### Passage provided ###

Now the old “General” is gone, but his “index” still stands. The song should read: “Old Otis’ body lies a-moulderin’ in the grave, but his soul goes cursing on!” It goes on cursing, not merely movements of social reform and those who advocate them; it goes on cursing Santa Barbara! Soon after we came to Pasadena there was an earthquake shock, sufficiently severe to cause us to run out of our house. You understand, of course, that earthquakes are damaging to real-estate values; therefore there was no report of an earthquake in any Los Angeles paper next day—save that the “Times” reported an earthquake in Santa Barbara! A year or two later this happened again—and again it was an earthquake in Santa Barbara.

Also, Rob Wagner tells me of his own amusing experience with the “Times.” I quote:

During the Harriman campaign I deserted my class, kicked in and had Socialist meetings at my studio, and even enjoyed the degradation of offering hospice to Ben Reitman and Emma Goldman the night after they were run out of San Diego. So the General paid me the amazing compliment of putting me on his index, and gave orders that my name should not appear thereafter in his art columns. Anthony Anderson proved it to me by slipping in a harmless little notice of a portrait exhibit I was holding, which got the blue pencil. So you see that even an artist who might help the town in its very ingrowing aestheticism got the General’s axe if the General didn’t like his politics!

It happens, curiously enough, that I have met socially half a dozen members of the “Times” staff. They are cynical worldlings, doing a work which they despise, and doing it because they believe that life is a matter of “dog eat dog.” I met the lady, Alma Whitaker, who had written the account of my Friday Morning Club lecture. She had enjoyed the lecture, she said, but afterwards had gone to the managing editor and inquired how I was to be handled; she took it for granted that I would understand this, and would regard it tolerantly. I explained to her the embarrassments of an author in relation to an unpaid grocer’s bill. As a result of what she had written about me, I had not been invited by any other woman’s club in Southern California!

Also I met one of the high editors of the “Times,” an important personage whom they feature. Talking about the question of journalistic integrity, he said: “Sinclair, it has been so long since I have written anything that I believed that I don’t think I would know the sensation.”

My answer was: “I have been writing on public questions for twenty years, and I can say that I have never written a single word that I did not believe.”

I have had much to say about the Associated Press in the course of this book. I need say only one thing about it in Southern California—that its headquarters are in the editorial rooms of the “Los Angeles Times.” A good part of what goes on the Associated Press wire is first strained through the “Times” sieve; and so I can inform Mr. Fabian Franklin, formerly of the “New York Evening Post” and now of the “Review,” that his sacred divinity, the Associated Press, has established here in Southern California a system which makes it impossible that any news favorable to the radical cause should get onto the Associated Press wires, and that everything dealing with the radical movement in Southern California which goes over the Associated Press wires should be not merely false, but violently and maliciously false. For example a prominent criminal lawyer in Los Angeles is blown up by a bomb, and the report goes out to the country that the police authorities believe that this was the work of “radicals.” But next day the police authorities state officially that they have no such belief; and a couple of days later the crime is proven to have had a purely personal motive.

### Stored rows ###

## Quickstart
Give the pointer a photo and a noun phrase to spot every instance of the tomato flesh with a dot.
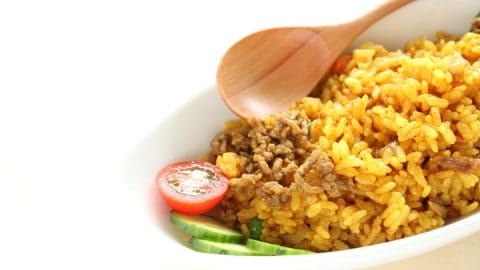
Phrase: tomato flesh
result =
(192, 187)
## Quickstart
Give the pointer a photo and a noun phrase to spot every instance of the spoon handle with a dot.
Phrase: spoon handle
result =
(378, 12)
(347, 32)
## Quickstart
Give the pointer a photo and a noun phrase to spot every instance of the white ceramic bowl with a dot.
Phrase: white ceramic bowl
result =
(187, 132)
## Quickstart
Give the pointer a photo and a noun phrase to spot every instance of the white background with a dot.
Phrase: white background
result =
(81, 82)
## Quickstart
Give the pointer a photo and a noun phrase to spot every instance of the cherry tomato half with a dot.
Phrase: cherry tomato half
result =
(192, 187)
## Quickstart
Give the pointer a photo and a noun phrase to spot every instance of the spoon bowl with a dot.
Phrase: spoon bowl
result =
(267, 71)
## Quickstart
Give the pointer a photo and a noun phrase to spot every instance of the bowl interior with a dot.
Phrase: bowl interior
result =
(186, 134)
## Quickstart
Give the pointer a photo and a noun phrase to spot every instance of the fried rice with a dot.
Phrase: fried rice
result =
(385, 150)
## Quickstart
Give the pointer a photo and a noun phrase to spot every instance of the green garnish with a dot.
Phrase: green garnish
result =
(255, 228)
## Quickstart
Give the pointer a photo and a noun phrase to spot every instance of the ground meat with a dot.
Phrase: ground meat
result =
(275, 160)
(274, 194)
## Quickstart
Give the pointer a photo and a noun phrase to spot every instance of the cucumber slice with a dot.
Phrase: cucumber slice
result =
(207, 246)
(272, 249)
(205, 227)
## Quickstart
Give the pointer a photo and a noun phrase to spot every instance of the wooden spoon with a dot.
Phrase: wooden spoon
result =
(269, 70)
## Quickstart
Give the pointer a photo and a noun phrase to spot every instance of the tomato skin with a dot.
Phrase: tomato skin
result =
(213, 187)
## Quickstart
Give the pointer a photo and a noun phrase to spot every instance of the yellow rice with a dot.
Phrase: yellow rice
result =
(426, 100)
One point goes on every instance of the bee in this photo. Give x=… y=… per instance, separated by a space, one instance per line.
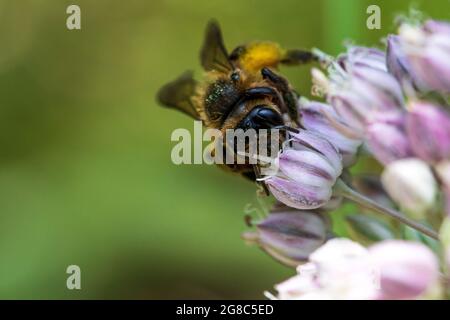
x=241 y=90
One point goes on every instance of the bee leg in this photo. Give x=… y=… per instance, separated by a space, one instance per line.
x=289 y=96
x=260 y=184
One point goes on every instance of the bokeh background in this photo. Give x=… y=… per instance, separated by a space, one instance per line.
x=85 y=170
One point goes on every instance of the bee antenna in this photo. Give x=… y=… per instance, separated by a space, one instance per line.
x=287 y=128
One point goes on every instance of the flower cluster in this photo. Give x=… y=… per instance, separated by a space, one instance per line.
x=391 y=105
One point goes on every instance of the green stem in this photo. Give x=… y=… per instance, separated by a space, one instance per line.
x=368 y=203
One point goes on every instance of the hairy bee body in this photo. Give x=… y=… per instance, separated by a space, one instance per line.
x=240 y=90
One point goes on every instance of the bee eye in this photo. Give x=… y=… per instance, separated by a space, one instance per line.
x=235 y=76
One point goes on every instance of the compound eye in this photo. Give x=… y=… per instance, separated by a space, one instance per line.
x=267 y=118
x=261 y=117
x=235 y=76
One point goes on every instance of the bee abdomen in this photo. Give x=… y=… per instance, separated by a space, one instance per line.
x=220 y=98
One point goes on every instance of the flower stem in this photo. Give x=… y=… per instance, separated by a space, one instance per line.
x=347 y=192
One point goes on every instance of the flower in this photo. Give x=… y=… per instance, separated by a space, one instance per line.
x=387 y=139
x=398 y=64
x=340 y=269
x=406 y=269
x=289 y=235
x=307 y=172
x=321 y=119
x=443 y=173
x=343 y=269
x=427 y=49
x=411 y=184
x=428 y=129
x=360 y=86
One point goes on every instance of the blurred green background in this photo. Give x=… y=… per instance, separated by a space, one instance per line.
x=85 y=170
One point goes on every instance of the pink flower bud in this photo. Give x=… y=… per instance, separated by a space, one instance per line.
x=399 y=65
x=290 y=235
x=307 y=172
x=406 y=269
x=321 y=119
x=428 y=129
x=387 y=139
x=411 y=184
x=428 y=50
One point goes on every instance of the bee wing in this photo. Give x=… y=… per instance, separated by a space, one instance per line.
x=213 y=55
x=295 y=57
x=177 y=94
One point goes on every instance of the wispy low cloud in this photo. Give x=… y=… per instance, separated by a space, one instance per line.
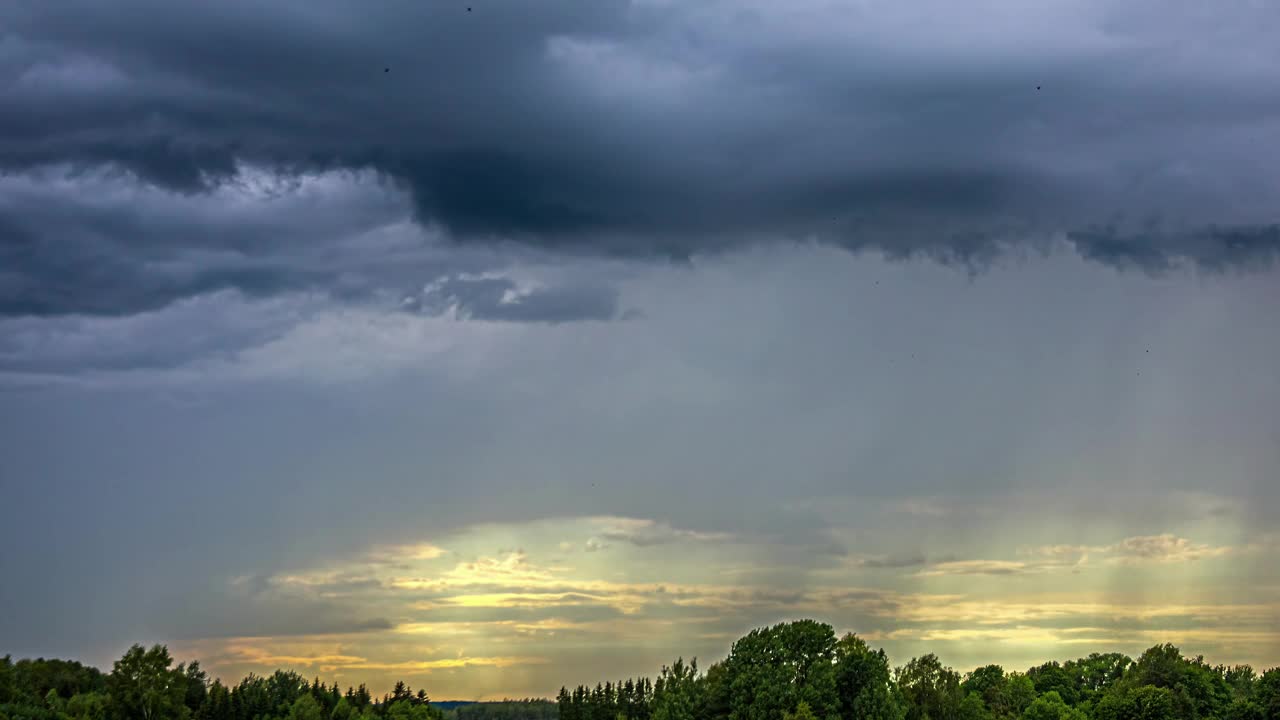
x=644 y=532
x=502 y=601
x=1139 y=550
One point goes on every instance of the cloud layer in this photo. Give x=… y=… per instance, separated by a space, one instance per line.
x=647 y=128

###
### Stored rows ###

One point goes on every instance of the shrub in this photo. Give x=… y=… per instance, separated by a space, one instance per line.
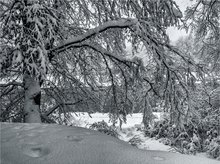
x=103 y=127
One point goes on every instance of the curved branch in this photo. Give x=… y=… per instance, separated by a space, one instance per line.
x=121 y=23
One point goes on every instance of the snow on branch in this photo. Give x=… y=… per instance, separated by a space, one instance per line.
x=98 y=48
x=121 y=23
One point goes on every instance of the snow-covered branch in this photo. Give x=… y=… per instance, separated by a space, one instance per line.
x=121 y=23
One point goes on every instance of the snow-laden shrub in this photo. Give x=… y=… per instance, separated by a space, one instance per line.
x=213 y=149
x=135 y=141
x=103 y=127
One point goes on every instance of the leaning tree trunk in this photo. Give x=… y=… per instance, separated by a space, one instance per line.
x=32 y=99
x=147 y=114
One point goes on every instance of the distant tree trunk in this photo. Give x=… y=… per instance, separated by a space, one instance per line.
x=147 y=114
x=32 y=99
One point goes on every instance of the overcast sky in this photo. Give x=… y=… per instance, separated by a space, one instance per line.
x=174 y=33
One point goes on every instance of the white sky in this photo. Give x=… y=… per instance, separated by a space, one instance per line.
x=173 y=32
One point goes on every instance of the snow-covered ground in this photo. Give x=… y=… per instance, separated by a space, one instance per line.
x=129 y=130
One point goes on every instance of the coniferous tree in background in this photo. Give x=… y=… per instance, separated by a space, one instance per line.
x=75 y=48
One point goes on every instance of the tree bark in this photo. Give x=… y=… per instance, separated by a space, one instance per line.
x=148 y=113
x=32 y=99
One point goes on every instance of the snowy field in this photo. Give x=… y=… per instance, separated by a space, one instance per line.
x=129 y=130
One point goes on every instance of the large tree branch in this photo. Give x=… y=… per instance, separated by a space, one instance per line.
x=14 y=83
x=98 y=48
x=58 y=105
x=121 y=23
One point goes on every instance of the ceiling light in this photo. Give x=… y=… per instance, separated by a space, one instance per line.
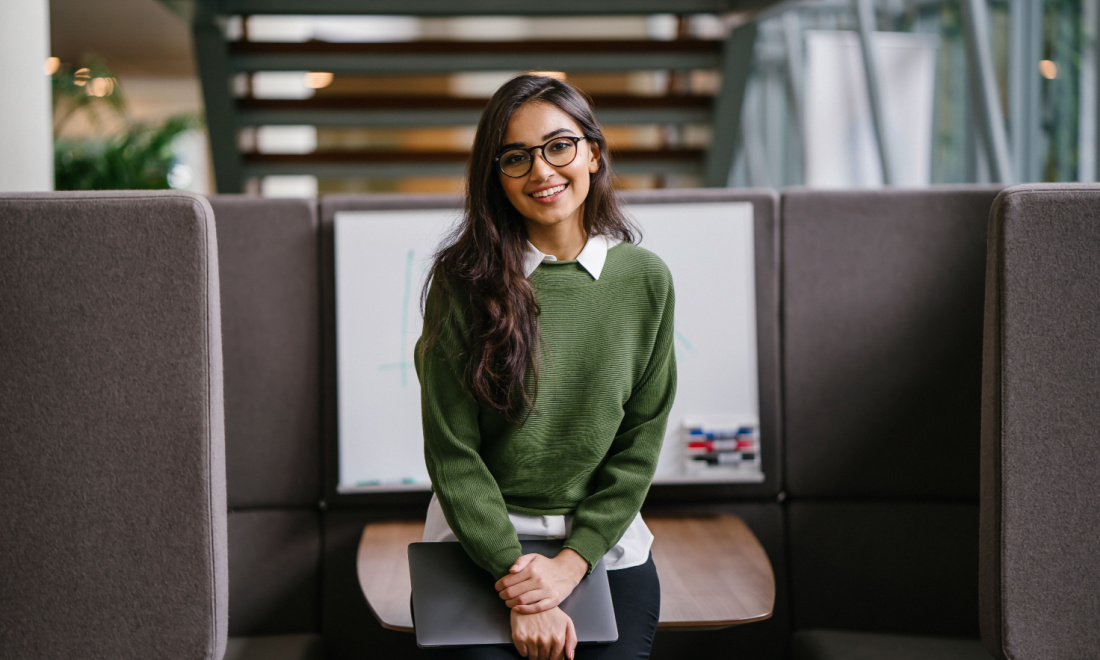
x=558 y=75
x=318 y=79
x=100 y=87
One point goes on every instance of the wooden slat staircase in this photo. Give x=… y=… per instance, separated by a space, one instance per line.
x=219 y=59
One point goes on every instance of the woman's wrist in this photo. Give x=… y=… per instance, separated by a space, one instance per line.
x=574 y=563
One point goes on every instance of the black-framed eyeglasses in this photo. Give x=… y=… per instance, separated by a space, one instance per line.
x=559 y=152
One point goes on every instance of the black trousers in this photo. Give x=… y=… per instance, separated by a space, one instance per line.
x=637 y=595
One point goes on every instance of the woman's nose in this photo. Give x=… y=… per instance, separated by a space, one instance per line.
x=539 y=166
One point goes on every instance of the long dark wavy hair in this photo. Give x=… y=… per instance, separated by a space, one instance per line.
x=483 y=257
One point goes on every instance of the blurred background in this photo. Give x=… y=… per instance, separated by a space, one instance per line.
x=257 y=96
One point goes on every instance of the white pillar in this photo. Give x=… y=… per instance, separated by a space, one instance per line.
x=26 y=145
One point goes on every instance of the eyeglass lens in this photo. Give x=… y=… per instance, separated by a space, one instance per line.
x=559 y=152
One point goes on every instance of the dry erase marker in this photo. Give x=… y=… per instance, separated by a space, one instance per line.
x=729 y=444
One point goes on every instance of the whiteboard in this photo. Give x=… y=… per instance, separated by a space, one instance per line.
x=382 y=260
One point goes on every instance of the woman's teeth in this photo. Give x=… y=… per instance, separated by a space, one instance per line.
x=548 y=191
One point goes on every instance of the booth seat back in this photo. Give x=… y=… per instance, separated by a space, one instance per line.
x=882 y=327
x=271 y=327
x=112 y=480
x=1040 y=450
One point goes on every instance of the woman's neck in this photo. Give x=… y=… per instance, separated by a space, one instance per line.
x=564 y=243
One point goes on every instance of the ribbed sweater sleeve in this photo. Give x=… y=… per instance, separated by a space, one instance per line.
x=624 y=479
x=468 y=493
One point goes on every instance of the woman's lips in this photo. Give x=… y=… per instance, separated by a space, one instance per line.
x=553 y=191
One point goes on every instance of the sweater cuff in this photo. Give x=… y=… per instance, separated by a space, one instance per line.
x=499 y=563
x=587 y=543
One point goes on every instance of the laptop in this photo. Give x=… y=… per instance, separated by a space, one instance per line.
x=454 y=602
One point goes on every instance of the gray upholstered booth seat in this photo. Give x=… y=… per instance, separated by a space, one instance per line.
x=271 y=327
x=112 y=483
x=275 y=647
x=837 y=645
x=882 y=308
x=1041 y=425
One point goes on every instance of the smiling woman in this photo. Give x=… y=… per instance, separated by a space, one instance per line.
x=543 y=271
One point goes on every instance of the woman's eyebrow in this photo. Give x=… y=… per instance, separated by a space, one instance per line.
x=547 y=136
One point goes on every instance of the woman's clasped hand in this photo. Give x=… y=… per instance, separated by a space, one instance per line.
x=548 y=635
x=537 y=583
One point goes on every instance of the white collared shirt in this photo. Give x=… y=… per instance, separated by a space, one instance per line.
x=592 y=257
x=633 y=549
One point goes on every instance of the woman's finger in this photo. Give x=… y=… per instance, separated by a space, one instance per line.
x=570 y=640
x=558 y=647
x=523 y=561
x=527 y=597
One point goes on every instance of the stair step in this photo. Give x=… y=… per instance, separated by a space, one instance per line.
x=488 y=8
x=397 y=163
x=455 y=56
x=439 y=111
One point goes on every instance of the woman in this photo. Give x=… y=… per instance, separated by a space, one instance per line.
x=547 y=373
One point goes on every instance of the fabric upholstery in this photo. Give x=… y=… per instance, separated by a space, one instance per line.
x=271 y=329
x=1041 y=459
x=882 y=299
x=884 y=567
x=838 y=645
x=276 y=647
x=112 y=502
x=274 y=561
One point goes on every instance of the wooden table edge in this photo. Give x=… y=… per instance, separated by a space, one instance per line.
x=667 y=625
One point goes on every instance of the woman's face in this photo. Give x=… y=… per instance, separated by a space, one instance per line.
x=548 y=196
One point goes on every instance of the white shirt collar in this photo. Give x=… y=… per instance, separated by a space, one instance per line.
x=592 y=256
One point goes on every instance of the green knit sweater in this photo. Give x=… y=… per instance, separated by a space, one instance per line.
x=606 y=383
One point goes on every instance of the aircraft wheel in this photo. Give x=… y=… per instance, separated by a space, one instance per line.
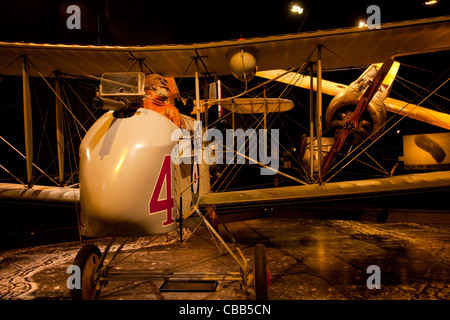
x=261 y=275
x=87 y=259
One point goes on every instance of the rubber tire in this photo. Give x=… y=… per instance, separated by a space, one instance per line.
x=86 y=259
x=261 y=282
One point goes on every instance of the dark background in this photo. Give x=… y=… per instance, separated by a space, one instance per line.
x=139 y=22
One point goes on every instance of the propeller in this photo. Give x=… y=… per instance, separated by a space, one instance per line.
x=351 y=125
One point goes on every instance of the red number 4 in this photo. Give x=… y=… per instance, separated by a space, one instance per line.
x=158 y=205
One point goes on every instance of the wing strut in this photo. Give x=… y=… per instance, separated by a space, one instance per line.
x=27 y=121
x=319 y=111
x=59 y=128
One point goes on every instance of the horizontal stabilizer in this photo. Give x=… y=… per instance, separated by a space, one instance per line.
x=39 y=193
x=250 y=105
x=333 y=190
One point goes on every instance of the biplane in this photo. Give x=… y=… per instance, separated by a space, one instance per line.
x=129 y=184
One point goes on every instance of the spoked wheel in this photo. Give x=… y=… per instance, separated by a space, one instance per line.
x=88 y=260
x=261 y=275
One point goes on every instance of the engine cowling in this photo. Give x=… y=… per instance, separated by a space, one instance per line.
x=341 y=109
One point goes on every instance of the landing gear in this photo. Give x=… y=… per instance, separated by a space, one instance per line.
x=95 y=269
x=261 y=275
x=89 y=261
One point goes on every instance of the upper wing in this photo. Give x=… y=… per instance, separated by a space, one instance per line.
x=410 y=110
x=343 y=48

###
### Stored rows ###

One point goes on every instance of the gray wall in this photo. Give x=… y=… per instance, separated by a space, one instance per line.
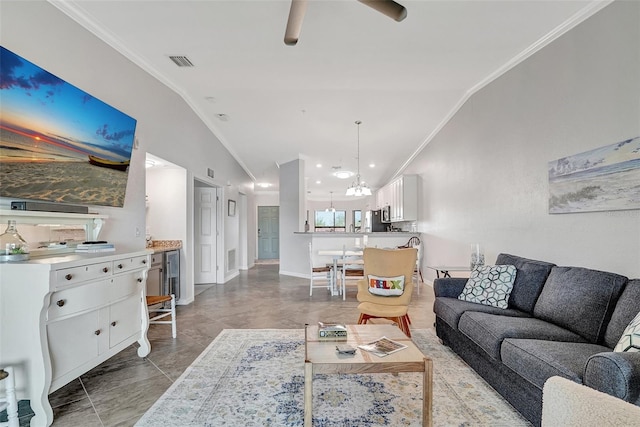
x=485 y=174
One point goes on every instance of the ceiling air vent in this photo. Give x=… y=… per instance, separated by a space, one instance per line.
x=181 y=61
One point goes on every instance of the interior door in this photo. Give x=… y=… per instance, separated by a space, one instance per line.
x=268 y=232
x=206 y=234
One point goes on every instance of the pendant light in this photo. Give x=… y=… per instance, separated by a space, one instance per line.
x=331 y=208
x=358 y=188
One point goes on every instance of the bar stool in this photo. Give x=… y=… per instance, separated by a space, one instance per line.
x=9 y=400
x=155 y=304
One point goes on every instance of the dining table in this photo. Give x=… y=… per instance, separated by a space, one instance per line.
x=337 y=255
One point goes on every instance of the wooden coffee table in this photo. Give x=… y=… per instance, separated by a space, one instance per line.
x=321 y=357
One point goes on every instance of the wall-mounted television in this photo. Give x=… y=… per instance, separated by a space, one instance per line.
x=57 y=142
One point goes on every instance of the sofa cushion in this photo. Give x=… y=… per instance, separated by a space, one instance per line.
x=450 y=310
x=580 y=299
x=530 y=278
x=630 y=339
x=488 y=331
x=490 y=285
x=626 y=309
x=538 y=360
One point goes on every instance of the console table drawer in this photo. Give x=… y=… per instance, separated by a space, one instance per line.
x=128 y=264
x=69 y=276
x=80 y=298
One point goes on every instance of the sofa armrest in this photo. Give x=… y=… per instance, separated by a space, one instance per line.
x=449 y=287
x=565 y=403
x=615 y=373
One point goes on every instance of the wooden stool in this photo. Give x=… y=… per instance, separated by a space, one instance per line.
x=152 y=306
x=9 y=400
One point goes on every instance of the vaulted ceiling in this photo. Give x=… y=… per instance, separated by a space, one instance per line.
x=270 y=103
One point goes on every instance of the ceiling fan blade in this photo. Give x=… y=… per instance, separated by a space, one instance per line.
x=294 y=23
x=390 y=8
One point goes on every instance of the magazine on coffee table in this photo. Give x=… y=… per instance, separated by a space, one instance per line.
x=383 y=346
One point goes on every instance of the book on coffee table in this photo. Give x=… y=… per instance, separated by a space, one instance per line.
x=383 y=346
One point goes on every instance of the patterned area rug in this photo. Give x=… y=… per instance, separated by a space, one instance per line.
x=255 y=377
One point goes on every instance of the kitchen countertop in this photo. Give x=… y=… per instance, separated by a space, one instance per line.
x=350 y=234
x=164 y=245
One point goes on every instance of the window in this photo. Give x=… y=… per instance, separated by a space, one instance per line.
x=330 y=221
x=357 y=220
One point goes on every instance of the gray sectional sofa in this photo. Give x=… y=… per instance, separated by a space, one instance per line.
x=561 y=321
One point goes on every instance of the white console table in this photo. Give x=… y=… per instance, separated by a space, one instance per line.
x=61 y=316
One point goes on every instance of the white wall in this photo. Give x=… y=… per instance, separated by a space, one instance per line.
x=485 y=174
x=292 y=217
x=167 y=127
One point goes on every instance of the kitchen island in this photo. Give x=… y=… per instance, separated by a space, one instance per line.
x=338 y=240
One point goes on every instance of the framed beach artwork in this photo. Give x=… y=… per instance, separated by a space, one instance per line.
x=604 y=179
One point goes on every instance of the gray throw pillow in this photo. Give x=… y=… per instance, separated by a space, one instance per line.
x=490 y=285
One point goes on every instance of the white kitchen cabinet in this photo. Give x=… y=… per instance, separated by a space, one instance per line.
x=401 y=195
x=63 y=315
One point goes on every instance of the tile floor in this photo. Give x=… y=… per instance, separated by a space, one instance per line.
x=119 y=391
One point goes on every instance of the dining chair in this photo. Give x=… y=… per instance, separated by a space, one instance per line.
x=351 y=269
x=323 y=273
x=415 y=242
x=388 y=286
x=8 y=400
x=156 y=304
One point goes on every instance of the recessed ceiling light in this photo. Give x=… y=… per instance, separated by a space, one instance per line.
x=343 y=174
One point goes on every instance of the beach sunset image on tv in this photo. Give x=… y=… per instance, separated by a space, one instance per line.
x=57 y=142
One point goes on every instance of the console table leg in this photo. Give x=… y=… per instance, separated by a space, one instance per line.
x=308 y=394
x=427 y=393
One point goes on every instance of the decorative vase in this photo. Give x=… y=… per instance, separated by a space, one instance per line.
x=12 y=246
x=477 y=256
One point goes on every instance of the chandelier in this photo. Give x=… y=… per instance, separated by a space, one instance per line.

###

**Aim:**
Can you repeat the passage about the Los Angeles Times word for word, from "During the Harriman" up to and including "like his politics!"? The listing has no connection to the passage about the Los Angeles Times.

**Task answer:**
During the Harriman campaign I deserted my class, kicked in and had Socialist meetings at my studio, and even enjoyed the degradation of offering hospice to Ben Reitman and Emma Goldman the night after they were run out of San Diego. So the General paid me the amazing compliment of putting me on his index, and gave orders that my name should not appear thereafter in his art columns. Anthony Anderson proved it to me by slipping in a harmless little notice of a portrait exhibit I was holding, which got the blue pencil. So you see that even an artist who might help the town in its very ingrowing aestheticism got the General’s axe if the General didn’t like his politics!